======== Excerpt provided ========

Author:   Glenn Fleishman  
Posted: 1/17/2001; 1:45:24 AM
Topic:
Msg #: 491 (in response to 490)
Prev/Next: 490/492
Reads: 637

Damn, buddy, were you at Macworld, too? I was covering it for the Seattle Times. Sorry I didn't bump into you.

Many many responses to what you wrote, but first of all.

Online advertising is in the billions of dollars. Yes, billions. All reports say so. Let's hope they're not lying. As bad as it might be, as poorly as it might work, it's now a true force to be reckoned with. I don't get why they want low-response rate branding, but there you go.

I met with Google during my SF trip as background for future articles. They expect to turn a profit in 2001. Their VCs love them. They don't like graphics or ads. I saw many things that would make your hair stand up like a fretted porpentine, I think the phrase goes.

Jobs didn't say 70,000 beta testers. He said 70,000 reports. Which, knowing some beta testers, this could have been 1,000 reports from 70 people.

Further, Apple has recently answered many complaints about its soi disant Open Source license by revising it to conform to most critics desired changes. Which marks the first time I can think of that Apple changed a policy or licensing issue in favor of developers.

On the burning DVD issues, the industry doesn't so much care that you burn them as it cares that you can't dupe the discs. Blank DVD media apparently has what's called a "pre-embossed area" which are bad sectors that prevent the copy-protection stuff from being copied bit-for-bit. This means that you can't just plop a disc in and copy it off.

You could, of course, read in a DVD movie via analog output from the DVD player through a FireWire compatible analog-to-digital converter (I read about one today that's about $300). So you get some noise, some loss of quality. Then, it takes you 2x to write out the disc based on input. So you digitize something like several gigabytes of data, and then you spend four hours writing a two hour film.

You can see why the movie industry isn't exactly quaking in its boots about this kind of technology. The video CDs that have been available in Asia for some years now are a better solution for pirates. You can press them or dupe them quickly, the quality is about VCR (but it doesn't get worse) and the players are cheap. My acunupuncturist has family in Shanghai, where he's from originally, and after a recent trip was telling me how the players run about US$50 and discs of new films are US$1 or so apiece.

========

▶ Aim 1
Reproduce everything in the records from the line containing "and yellow rope" down to the line containing "[762, 146, 827, 230]", with both of those lines included.
▶ Aim 2
Continue the forum post on Macworld, online advertising, and DVD copying, starting after its final sentence.

======== Input rows ========

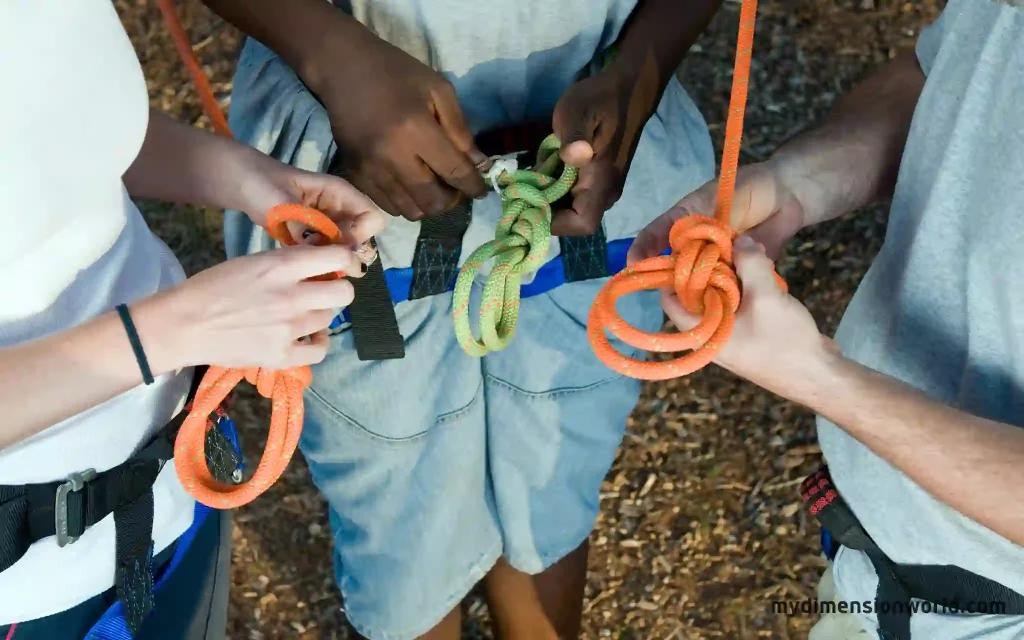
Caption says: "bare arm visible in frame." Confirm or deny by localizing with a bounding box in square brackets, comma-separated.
[124, 110, 287, 217]
[0, 113, 383, 447]
[798, 354, 1024, 545]
[768, 52, 925, 226]
[613, 0, 722, 117]
[0, 298, 185, 449]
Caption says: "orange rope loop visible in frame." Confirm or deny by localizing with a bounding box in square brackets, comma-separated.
[157, 0, 344, 509]
[587, 0, 786, 380]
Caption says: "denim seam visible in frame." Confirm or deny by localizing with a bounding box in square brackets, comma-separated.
[308, 379, 483, 444]
[483, 373, 624, 399]
[339, 542, 502, 640]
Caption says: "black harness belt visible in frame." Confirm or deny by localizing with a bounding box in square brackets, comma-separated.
[0, 368, 240, 633]
[328, 122, 609, 360]
[801, 468, 1024, 640]
[328, 154, 406, 360]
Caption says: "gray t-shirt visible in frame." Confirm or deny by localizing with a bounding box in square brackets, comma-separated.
[818, 0, 1024, 640]
[224, 0, 715, 270]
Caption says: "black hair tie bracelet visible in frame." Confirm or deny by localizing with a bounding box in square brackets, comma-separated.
[116, 304, 153, 384]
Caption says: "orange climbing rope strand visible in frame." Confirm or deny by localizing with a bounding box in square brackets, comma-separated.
[587, 0, 785, 380]
[157, 0, 231, 137]
[157, 0, 344, 509]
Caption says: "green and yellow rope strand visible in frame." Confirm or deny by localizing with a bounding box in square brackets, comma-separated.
[452, 135, 579, 357]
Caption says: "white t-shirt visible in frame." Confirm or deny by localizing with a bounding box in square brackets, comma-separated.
[0, 0, 195, 625]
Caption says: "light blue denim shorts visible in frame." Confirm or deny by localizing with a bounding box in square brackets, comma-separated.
[225, 36, 714, 640]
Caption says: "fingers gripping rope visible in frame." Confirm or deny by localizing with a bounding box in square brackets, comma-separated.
[452, 135, 579, 356]
[174, 205, 344, 509]
[587, 0, 786, 380]
[157, 0, 344, 509]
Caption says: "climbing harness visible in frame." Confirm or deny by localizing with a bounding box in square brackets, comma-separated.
[0, 368, 243, 640]
[587, 0, 786, 380]
[800, 467, 1024, 640]
[452, 135, 579, 356]
[174, 205, 344, 509]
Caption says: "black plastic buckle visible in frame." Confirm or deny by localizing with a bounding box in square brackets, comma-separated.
[53, 469, 96, 547]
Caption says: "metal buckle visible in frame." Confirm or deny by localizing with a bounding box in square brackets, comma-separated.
[53, 469, 96, 547]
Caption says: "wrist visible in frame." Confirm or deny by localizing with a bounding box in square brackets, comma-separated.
[769, 334, 851, 413]
[232, 150, 299, 226]
[125, 292, 193, 378]
[762, 146, 827, 230]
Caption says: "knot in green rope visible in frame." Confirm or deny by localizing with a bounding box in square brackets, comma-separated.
[452, 135, 579, 356]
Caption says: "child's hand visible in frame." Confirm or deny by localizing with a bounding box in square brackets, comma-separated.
[242, 156, 386, 254]
[551, 65, 650, 236]
[313, 26, 487, 220]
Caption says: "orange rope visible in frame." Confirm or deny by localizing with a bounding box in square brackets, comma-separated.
[157, 0, 344, 509]
[587, 0, 786, 380]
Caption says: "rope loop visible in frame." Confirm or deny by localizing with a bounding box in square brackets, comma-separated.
[174, 367, 312, 509]
[452, 135, 579, 357]
[174, 204, 344, 509]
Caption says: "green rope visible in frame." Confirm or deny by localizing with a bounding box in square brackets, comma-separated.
[452, 135, 579, 356]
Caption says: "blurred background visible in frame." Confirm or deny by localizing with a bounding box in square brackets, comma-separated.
[116, 0, 945, 640]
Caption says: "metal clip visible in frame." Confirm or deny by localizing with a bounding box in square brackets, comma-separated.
[53, 469, 96, 547]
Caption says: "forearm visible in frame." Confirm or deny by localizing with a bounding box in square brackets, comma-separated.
[769, 52, 925, 226]
[611, 0, 722, 113]
[0, 298, 184, 449]
[124, 110, 274, 211]
[203, 0, 364, 94]
[784, 355, 1024, 545]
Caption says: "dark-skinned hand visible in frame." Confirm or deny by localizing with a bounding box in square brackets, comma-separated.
[551, 58, 656, 236]
[319, 26, 489, 220]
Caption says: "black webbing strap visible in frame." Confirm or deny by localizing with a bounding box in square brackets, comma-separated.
[801, 468, 1024, 640]
[409, 202, 473, 300]
[558, 224, 609, 283]
[476, 121, 610, 283]
[0, 368, 241, 634]
[328, 153, 406, 360]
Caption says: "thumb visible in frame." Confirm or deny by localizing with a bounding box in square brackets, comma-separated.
[551, 95, 597, 167]
[732, 236, 783, 296]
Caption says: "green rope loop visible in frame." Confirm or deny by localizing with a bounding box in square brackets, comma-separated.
[452, 135, 579, 356]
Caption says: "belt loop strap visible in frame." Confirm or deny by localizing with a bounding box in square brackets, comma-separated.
[114, 489, 154, 637]
[558, 223, 610, 283]
[327, 152, 406, 360]
[409, 202, 473, 300]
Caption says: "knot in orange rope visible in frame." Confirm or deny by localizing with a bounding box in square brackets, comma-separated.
[587, 215, 786, 380]
[587, 0, 786, 380]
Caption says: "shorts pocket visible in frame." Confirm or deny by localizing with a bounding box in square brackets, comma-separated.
[484, 279, 664, 395]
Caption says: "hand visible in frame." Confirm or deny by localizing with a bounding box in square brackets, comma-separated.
[242, 158, 386, 250]
[318, 27, 489, 220]
[627, 161, 806, 264]
[551, 59, 655, 236]
[662, 236, 839, 397]
[138, 245, 359, 371]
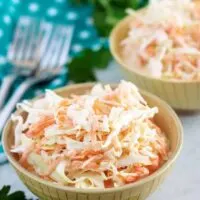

========

▶ Expected answer 1
Caption says: "green and yellow rope strand visible in frame." Confirm or deny by localizing with a bounding box in square brackets, comma-separated.
[452, 135, 579, 357]
Caption says: "white t-shirt visible in frame." Confirm or deny by localizing with a bounding box in square brackets, comma-separated.
[0, 0, 195, 625]
Caption says: "light blue denim shorts visible in frame." Confirm or deny by localizing with a bounding box in square brackets, comma-separated.
[225, 36, 714, 640]
Caption says: "fingers gripping rope visible in frame." Confirm or deny by localizing with a bounding box in square brackets, comma-separated.
[452, 135, 579, 356]
[174, 205, 344, 509]
[587, 0, 786, 380]
[157, 0, 344, 509]
Caption says: "climbing harness visible in frame." Confirm or deny by localizing with a bounding box in square brackets, comma-separated.
[0, 368, 243, 640]
[587, 0, 786, 380]
[800, 467, 1024, 640]
[452, 135, 579, 356]
[174, 205, 344, 509]
Caption says: "black plastic buckle visible in frame." Confirm or deny by localizing with a bounding box in square brackets, comma-separated.
[53, 469, 96, 547]
Caption says: "metal buckle visible in frame." Confirm or deny by localizing with a bounding box in square brackets, comma-separated.
[53, 469, 96, 547]
Caption says: "wrist visible in frame." Confirm or deny by localizing with a bounding box in square brackets, comma-separated.
[769, 334, 851, 413]
[232, 150, 299, 226]
[125, 292, 193, 378]
[762, 146, 827, 230]

▶ Expected answer 2
Part of the joy of the vision Jobs describes, by the way, has for me to do with the utility of using any computer as a seamless device. For instance, right now, the combination of software, hardware, and cables to get photos off a digital camera is just offensive. Imagine an 802.11b (AirPort wireless networking) equpped digital camera and computer. You have a daemon running on your Mac that's triggered by the camera sending a "hi, I'm there signal" when it's near. Based on your preferences, the computer transfers all the images from the camera, writes them to a CD (and prompts you to insert one), and deletes them off the camera.

Wouldn't that be slicker 'n snot? It's possible. It's not even 2 years out. They need to make the 802.11b chipset small and cheap. I saw a HomeRF chipset that fits into the Compact Flash form and power factor during Macworld. That's a competing technology, but think of Bluetooth or any wireless tech that can deliver more than 1 Mbps, and you have a solution for MP3 players, digital cameras, PDAs, etc., where your preferences on the computer control your data flow. The computer becomes a pull device, or the handhelds and remotes become push devices.

That was the big deal for me with iTunes - it's not so much that it's simple or whatever. It's that it integrates lots of different activities that are conceptually the same thing: moving music around. This is very very cool.

Remember the old days? They would have given us a file transfer dialog box with local files on one side and remote files on the other. Apple shot us full of those in the old days. Timbuktu Pro, for being such a fantastic tool for me, still uses that tedious approach for file exchange. Why not mount a fake server on the desktop? I dunno. Too much work, I guess.

Rant over.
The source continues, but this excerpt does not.